Records provided start

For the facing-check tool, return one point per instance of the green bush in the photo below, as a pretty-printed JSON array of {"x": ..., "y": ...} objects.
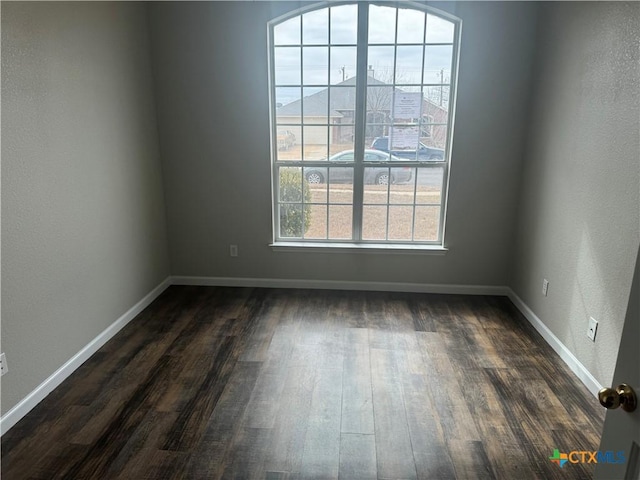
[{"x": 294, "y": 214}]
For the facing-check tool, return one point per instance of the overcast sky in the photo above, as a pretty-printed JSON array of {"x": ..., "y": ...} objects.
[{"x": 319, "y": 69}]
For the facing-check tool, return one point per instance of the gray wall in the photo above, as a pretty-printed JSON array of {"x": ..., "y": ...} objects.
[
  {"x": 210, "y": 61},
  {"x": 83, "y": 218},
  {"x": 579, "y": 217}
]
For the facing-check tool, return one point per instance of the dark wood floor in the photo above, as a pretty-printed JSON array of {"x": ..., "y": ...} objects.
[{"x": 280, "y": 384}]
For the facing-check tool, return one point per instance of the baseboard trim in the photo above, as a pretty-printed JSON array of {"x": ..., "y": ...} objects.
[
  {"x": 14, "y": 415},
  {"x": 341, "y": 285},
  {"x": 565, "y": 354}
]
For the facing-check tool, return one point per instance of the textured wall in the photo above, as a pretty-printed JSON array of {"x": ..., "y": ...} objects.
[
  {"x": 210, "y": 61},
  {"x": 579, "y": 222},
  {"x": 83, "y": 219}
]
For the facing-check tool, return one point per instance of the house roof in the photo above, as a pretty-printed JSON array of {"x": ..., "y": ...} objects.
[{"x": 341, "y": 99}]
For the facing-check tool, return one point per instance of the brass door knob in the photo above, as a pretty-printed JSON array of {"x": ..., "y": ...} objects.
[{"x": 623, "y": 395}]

Records provided end

## Task requirements
Put the part of the data above that opens with the line containing "of the brass" and closes with the last line of the data into a numbered list, leaving out blank lines.

## Solution to the exercise
1. For the facing-check tool, return one point per instance of the brass door knob in the photo above, as a pretty-printed JSON array of {"x": ..., "y": ...} objects.
2. [{"x": 623, "y": 395}]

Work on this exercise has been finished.